• **Region labeling records**:
★ ★ ★

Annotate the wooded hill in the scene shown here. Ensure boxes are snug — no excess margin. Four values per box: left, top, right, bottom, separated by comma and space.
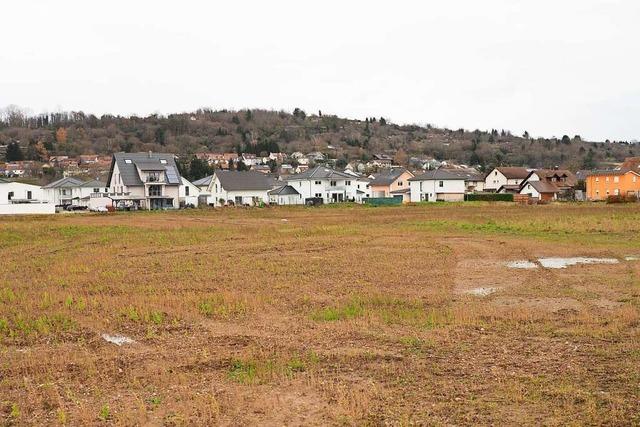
0, 107, 640, 170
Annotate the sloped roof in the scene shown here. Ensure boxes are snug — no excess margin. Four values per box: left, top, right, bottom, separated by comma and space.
587, 168, 640, 176
192, 175, 213, 187
496, 167, 530, 179
42, 177, 84, 189
520, 181, 560, 194
409, 169, 467, 181
269, 185, 300, 196
371, 168, 413, 186
215, 170, 273, 191
287, 166, 354, 181
109, 152, 180, 186
82, 179, 107, 188
527, 169, 578, 187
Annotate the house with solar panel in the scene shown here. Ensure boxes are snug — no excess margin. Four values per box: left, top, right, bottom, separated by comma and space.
107, 152, 182, 210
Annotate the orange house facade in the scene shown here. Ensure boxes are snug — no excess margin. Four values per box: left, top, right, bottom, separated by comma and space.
586, 169, 640, 200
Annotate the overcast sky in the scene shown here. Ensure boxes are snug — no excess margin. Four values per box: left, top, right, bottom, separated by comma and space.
0, 0, 640, 140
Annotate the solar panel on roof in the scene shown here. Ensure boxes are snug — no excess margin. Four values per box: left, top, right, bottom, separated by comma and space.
166, 166, 180, 184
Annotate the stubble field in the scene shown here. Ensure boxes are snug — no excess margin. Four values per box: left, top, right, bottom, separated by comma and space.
0, 204, 640, 425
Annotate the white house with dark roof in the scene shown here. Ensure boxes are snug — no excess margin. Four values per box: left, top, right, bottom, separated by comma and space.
269, 185, 304, 205
205, 170, 282, 206
108, 152, 182, 209
179, 177, 200, 207
409, 169, 467, 202
286, 166, 368, 203
42, 177, 83, 206
0, 178, 56, 215
484, 167, 530, 191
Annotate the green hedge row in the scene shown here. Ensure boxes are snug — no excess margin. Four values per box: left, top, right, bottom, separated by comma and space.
464, 193, 513, 202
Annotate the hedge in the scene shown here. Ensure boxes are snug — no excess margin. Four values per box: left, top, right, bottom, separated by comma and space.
464, 193, 513, 202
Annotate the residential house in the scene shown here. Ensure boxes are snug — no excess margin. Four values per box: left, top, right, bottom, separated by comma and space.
269, 185, 304, 205
207, 170, 277, 206
0, 178, 56, 215
307, 151, 327, 162
369, 154, 393, 168
518, 181, 560, 202
42, 177, 85, 206
178, 177, 200, 207
193, 175, 215, 206
108, 152, 182, 210
409, 169, 467, 202
240, 153, 259, 168
78, 154, 100, 165
251, 165, 271, 173
586, 169, 640, 200
369, 167, 414, 202
484, 167, 530, 192
285, 166, 366, 203
78, 179, 113, 209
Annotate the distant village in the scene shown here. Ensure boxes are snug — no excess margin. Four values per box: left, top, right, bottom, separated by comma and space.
0, 152, 640, 214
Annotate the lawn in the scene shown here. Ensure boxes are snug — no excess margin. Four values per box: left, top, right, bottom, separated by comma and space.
0, 203, 640, 425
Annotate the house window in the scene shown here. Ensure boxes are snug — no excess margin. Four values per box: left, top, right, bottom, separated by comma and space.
149, 185, 162, 197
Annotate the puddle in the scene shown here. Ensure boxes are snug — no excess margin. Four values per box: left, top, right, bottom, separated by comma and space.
466, 288, 498, 297
102, 334, 135, 346
538, 257, 618, 268
506, 260, 538, 270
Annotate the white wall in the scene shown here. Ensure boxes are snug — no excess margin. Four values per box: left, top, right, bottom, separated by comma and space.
484, 169, 508, 191
179, 178, 200, 206
409, 179, 466, 202
0, 203, 56, 215
0, 182, 46, 205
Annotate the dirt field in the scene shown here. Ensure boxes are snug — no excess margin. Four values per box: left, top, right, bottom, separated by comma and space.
0, 204, 640, 425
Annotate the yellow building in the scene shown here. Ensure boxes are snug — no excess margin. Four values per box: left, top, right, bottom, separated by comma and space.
586, 169, 640, 200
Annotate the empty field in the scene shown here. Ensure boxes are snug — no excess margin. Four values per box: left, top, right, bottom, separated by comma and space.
0, 203, 640, 425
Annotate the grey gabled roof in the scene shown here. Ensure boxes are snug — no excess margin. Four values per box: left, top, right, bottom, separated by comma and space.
520, 181, 560, 193
371, 168, 408, 186
109, 152, 180, 186
409, 169, 469, 181
287, 166, 356, 181
269, 185, 300, 196
215, 170, 273, 191
192, 175, 213, 187
42, 177, 83, 190
82, 179, 107, 188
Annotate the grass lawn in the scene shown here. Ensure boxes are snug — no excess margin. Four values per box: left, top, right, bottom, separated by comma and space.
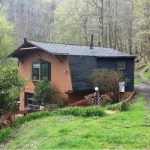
2, 98, 150, 149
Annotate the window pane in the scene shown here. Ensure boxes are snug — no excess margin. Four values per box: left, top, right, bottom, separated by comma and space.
33, 63, 40, 68
117, 62, 125, 70
32, 68, 40, 80
41, 63, 49, 80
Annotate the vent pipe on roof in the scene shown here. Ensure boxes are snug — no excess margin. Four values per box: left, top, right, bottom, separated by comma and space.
90, 34, 94, 49
24, 38, 27, 43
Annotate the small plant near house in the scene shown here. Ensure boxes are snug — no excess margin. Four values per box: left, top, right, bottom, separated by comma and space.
34, 80, 56, 105
91, 68, 126, 103
53, 106, 105, 117
0, 66, 25, 113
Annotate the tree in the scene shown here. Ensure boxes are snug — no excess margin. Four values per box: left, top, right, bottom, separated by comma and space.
0, 4, 13, 65
0, 66, 25, 111
92, 68, 122, 103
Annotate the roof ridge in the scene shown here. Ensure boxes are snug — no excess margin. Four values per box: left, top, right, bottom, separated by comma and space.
27, 40, 113, 49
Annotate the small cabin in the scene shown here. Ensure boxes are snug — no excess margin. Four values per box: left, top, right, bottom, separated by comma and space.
10, 39, 135, 110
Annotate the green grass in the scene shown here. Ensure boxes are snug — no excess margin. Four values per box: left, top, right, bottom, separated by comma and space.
1, 97, 150, 149
135, 65, 150, 84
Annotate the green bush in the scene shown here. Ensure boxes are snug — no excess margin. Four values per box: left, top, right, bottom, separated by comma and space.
53, 106, 105, 117
47, 104, 60, 111
0, 111, 51, 142
0, 127, 12, 142
105, 102, 122, 111
120, 101, 129, 111
105, 101, 129, 111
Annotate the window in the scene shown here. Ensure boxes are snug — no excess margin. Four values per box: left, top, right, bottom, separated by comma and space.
32, 60, 51, 81
117, 61, 126, 70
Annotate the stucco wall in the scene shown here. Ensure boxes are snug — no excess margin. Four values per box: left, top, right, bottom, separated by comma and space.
19, 50, 72, 110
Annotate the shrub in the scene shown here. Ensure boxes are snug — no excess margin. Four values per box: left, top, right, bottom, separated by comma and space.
105, 102, 122, 111
53, 106, 105, 117
120, 101, 129, 111
99, 94, 112, 106
0, 66, 25, 111
105, 101, 129, 111
47, 104, 60, 111
0, 127, 12, 142
0, 111, 51, 142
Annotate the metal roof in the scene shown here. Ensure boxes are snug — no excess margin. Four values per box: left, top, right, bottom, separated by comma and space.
27, 41, 134, 57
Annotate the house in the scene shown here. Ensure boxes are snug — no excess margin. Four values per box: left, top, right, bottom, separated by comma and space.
10, 38, 135, 110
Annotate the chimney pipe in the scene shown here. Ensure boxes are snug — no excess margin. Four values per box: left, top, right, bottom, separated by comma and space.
90, 34, 94, 49
24, 38, 27, 43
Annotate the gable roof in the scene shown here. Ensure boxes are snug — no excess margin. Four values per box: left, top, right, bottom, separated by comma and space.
10, 41, 135, 57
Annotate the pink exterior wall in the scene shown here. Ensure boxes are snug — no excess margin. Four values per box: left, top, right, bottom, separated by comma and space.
19, 50, 72, 111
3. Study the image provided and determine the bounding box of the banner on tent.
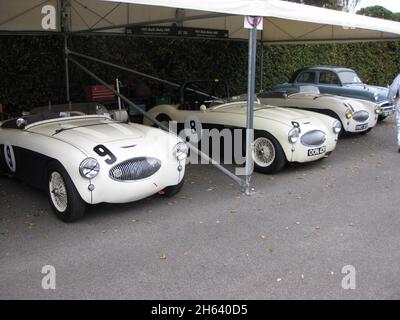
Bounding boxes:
[127,26,229,39]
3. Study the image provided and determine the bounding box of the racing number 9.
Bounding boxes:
[93,144,117,164]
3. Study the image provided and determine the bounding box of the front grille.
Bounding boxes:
[110,157,161,181]
[301,130,326,147]
[353,111,369,122]
[379,101,396,112]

★ ★ ★

Put the data from its start through the line containing "0, 107, 640, 170" into a two-column CSV with the headers instruction and bounding_box. Give one row for each instruction and its box values, with each field quoted, line breaks replaced by spaces, and the pictures left out.

instruction,bounding_box
"Annotate the wooded hill in the scene shown here. Ensure boxes are snug — no excess margin. Four values per box: left, top, right, bottom, separated by comma and space.","0, 107, 640, 170"